Raw records:
----------

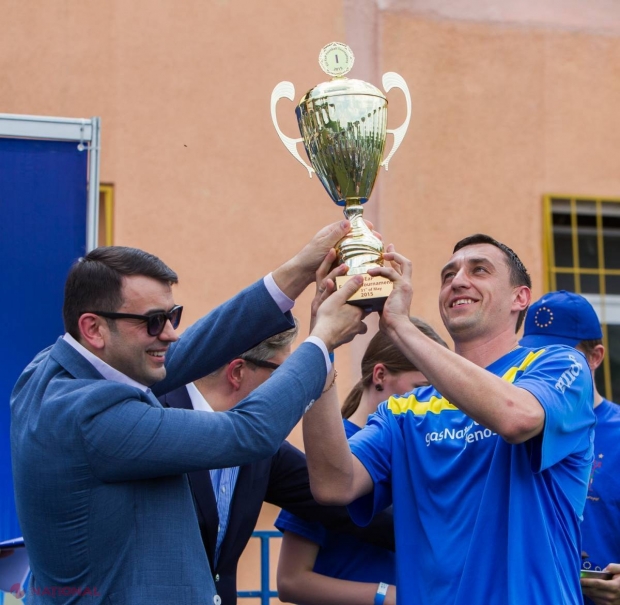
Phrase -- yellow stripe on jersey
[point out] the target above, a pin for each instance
(511, 374)
(436, 405)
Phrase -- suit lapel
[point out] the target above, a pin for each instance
(200, 481)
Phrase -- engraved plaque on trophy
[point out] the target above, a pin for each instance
(343, 126)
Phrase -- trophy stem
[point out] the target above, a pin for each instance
(360, 249)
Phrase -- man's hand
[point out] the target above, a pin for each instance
(294, 276)
(338, 322)
(603, 592)
(323, 286)
(397, 305)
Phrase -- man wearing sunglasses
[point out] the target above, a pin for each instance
(99, 465)
(228, 501)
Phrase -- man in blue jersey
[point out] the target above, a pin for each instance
(488, 470)
(569, 319)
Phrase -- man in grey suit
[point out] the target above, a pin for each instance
(98, 463)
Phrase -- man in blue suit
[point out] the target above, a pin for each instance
(99, 464)
(228, 501)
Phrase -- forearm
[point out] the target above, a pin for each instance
(328, 456)
(513, 413)
(310, 588)
(293, 278)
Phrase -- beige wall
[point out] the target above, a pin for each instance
(511, 100)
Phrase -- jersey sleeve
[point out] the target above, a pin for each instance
(372, 446)
(311, 530)
(562, 382)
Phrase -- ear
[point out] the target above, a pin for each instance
(234, 373)
(378, 374)
(595, 357)
(93, 330)
(523, 298)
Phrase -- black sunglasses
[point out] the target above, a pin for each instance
(155, 322)
(270, 365)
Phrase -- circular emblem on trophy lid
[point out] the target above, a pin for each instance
(336, 59)
(543, 317)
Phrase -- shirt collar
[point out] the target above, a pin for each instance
(198, 401)
(107, 371)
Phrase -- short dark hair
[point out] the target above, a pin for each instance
(588, 346)
(519, 275)
(95, 281)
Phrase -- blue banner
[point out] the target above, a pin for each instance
(43, 201)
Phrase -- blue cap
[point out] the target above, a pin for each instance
(560, 318)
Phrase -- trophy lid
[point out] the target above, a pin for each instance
(339, 87)
(336, 59)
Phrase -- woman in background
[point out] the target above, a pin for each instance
(319, 567)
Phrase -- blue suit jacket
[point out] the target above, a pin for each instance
(99, 466)
(281, 479)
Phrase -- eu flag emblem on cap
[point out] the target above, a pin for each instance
(562, 318)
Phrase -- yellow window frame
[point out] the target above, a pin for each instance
(551, 270)
(106, 215)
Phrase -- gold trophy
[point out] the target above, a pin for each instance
(343, 125)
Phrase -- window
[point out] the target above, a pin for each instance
(106, 215)
(582, 254)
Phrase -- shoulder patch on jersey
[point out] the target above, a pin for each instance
(531, 357)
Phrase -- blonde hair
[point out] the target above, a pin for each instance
(381, 349)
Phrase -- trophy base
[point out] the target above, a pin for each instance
(373, 293)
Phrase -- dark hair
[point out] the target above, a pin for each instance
(588, 346)
(381, 349)
(95, 281)
(518, 273)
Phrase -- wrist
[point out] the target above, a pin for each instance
(293, 278)
(381, 592)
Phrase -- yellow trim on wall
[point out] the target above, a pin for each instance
(551, 270)
(106, 201)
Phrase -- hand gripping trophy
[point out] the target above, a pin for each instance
(343, 125)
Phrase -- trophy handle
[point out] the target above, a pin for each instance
(286, 89)
(393, 80)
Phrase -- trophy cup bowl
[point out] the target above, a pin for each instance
(343, 126)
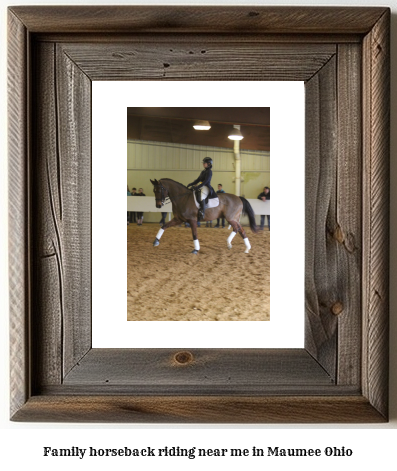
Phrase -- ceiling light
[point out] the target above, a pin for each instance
(202, 125)
(235, 133)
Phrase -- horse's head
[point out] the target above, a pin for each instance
(160, 193)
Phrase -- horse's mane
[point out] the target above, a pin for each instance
(171, 180)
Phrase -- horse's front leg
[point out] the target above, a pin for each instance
(193, 225)
(175, 221)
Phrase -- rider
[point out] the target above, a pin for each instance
(205, 179)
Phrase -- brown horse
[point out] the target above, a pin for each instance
(185, 210)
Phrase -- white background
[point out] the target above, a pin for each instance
(109, 305)
(373, 446)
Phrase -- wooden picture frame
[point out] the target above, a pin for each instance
(342, 54)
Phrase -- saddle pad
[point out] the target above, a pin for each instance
(212, 202)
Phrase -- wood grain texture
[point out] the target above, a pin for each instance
(322, 288)
(196, 19)
(341, 376)
(201, 59)
(198, 409)
(62, 206)
(376, 93)
(228, 370)
(19, 227)
(346, 228)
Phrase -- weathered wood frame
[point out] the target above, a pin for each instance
(343, 56)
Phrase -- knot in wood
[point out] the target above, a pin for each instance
(337, 308)
(183, 358)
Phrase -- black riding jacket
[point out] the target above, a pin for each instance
(205, 179)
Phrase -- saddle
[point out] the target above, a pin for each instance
(209, 202)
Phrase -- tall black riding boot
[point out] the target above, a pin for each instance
(201, 211)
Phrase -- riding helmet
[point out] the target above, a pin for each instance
(208, 160)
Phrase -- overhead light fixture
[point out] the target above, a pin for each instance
(235, 133)
(202, 125)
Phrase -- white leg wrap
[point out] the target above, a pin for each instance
(230, 238)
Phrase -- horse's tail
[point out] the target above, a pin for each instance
(247, 209)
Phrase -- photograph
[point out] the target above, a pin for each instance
(203, 177)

----------

Problem description:
All of the entries above should be duplicated exactly, except for the pictures.

Finished task:
Phrase -- yellow stripe on jersey
[point out] the target above, a pin for each instance
(511, 374)
(436, 405)
Phrase -- suit lapel
[point out] the target above, a pin for each instance
(200, 481)
Phrase -- engraved plaque on trophy
[point out] the target above, a pin for each instance
(343, 126)
Phrase -- trophy stem
[point out] the target above, a pin for each instance
(360, 249)
Phrase -- man's hand
[point out] the target above, a pin for each instance
(294, 276)
(338, 322)
(603, 592)
(323, 286)
(397, 305)
Phrase -- man wearing sunglasses
[point out] the target above, a pin for each instance
(99, 465)
(228, 501)
Phrase -- man in blue jersey
[point out] the target above, a pin for each instance
(488, 470)
(569, 319)
Phrase -- man in grey suit
[point out] the target above, a pin for each instance
(98, 463)
Phrase -- man in blue suit
[point out] the target above, a pin for each instance
(99, 464)
(228, 501)
Phrase -- forearm
[point out] the target above, a pin for each instance
(328, 456)
(513, 413)
(310, 588)
(293, 278)
Phrase -- beige wall
[point out] the target above, a pin for each instance
(511, 100)
Phrase -- jersey sleeve
[point out] the target above, a pin for each instance
(372, 446)
(311, 530)
(562, 382)
Phrase -- ear
[point out] the target above, a pin for each instance
(234, 373)
(378, 374)
(595, 357)
(93, 330)
(523, 298)
Phrase -- black sunglasses
[point out] the target above, a pin for each instance
(155, 322)
(270, 365)
Phrase -- circular emblem on trophy lid
[point out] the target above, a pin for each instance
(336, 59)
(543, 317)
Phrase -- shirt collar
[point out] the target above, a pin for each instance
(198, 401)
(107, 371)
Phrase -- short dark hair
[point out] the target above, a pin for each instance
(588, 346)
(519, 275)
(95, 281)
Phrase -- blue banner
[point out] the target above, a pin for each instance
(43, 201)
Phrase -- blue cap
[point out] the target above, a pin for each instance
(560, 318)
Phrase -- trophy lid
[point out] the target above, a pin for each instance
(339, 87)
(336, 59)
Phrase -- woman in background
[point out] the target above, a pin for each instance
(319, 567)
Phrase -- blue suit jacket
[point out] the target above, a pin for each instance
(99, 466)
(281, 479)
Phrase -- eu flag emblem on cap
[point out] the target above, a pin for each instance
(562, 318)
Phrase -- yellow window frame
[point out] the target above, a pin for each instance
(551, 270)
(106, 215)
Phrase -- gold trophy
[point out] the target above, a pin for each instance
(343, 125)
Phrase -- window
[point out] the target above, a pin for each instance
(106, 215)
(582, 254)
Phrase -- shoulder patch on jersey
[point out] the target above, a pin for each instance
(531, 357)
Phrase -- blonde hair
[point out] the target above, a pin for each instance
(381, 349)
Phrase -- trophy base
[point out] the target above, a pin for each instance
(373, 293)
Phrase -- dark hair
[point out] the target above, a pin for each instance
(588, 346)
(381, 349)
(95, 281)
(518, 273)
Phrase -- wrist
[point out] the target above, a pin for each instance
(293, 278)
(381, 592)
Phrase -- yellow trim on wall
[point out] the target above, a pin for each instance
(551, 270)
(106, 201)
Phrase -- hand gripping trophy
[point out] the target above, a pin for each instance
(343, 125)
Phrase -- trophy handle
[point out] the target above, a pin for each instance
(286, 89)
(393, 80)
Phrase -- trophy cup bowl
[point out] the target above, a pin for each instance
(343, 126)
Phrase -- ceiling light
[point out] the target above, a pin for each instance
(202, 125)
(235, 133)
Phrase -- horse's head
[point out] the target above, a pin for each instance
(160, 193)
Phrase -- horse's mane
[point out] the target above, a pin for each instance
(171, 180)
Phrase -- horse's front leg
[point out] the target above, a pin for each instance
(193, 225)
(175, 221)
Phrase -- rider
[point out] the target above, a pin for each instance
(205, 179)
Phrase -- brown horse
[point out] the target above, a pin for each instance
(185, 210)
Phrase -- white background
[point out] the target above, a pin for each instance
(109, 305)
(373, 446)
Phrase -- wooden picture frame
[point out] the target above, a pin for each instance
(342, 54)
Phrase -- saddle pad
[point out] the target above, a pin for each instance
(212, 202)
Phrase -- wood grain texture
[point out] the target above, a pin for each instance
(322, 288)
(196, 19)
(341, 376)
(201, 59)
(198, 409)
(62, 206)
(376, 93)
(228, 370)
(19, 227)
(346, 228)
Phrase -- weathered wood frame
[point out] the target above, a pin for each instance
(343, 56)
Phrase -- knot in wood
[point out] the target above, a pin for each instance
(337, 308)
(183, 358)
Phrase -- black riding jacket
[point out] the target above, a pin for each instance
(205, 179)
Phrase -- saddle
[point out] the target above, a pin for each instance
(209, 202)
Phrase -- tall black riding boot
[point out] the target above, a pin for each instance
(201, 211)
Phrase -- riding helmet
[point out] the target above, a pin for each instance
(208, 160)
Phrase -- overhead light fixture
[point out] the target above, a pin for each instance
(235, 133)
(202, 125)
Phrase -- white leg wrap
[point out] the target above, a pin for each instance
(230, 238)
Phrase -- horse's tail
[point out] the target above, a pin for each instance
(247, 209)
Phrase -- photograph
[point out] the target above, a pin for each instance
(203, 177)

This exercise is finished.